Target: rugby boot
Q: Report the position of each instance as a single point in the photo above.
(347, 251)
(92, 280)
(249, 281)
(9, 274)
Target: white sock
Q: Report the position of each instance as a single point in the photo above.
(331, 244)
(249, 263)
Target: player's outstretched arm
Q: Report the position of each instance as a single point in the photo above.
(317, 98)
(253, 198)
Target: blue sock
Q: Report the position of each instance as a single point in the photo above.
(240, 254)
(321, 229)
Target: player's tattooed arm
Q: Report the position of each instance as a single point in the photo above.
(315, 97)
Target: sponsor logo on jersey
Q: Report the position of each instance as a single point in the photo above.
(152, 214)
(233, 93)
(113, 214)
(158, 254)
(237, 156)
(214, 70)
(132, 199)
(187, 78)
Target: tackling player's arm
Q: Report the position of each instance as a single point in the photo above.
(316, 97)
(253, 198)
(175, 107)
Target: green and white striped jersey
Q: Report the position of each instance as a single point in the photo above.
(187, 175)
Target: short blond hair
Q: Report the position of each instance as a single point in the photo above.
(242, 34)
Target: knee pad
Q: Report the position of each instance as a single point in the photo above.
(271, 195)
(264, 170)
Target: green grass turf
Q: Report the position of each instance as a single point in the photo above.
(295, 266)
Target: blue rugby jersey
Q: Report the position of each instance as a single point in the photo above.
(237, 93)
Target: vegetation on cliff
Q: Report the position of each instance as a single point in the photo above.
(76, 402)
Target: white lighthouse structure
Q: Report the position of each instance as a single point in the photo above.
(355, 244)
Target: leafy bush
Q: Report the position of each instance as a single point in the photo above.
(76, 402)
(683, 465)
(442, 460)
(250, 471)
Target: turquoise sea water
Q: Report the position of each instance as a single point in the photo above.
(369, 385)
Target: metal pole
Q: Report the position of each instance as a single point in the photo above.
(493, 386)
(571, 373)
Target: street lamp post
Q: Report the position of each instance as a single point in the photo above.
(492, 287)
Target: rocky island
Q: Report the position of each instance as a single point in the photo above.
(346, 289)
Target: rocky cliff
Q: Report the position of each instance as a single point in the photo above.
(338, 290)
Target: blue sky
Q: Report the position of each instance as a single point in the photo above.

● ● ● ●

WORK INSTRUCTIONS
Starting at the line that contains "Target: rocky cliff" and ending with the last line of the records, write out those lines again with the requests included. Multiply every point coordinate in the answers by 1.45 and round each result to a whole number, with halves rounded up.

RESULT FOR THIS EXERCISE
Target: rocky cliff
Q: Report the position of each instance as a single point in the photo above.
(490, 421)
Target: blue sky
Q: Report the position of each instance as a single point in the photo above.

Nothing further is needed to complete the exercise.